SHORT PROBLEM:
List each line in the records that contains the word "lookup", matching its case exactly.

RECORD EXTRACTS:
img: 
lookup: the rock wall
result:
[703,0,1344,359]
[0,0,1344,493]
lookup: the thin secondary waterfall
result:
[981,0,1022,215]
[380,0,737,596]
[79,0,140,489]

SOLUTION FOR THIS PROBLEM:
lookup: the rock wall
lookup: the thin secondary waterfall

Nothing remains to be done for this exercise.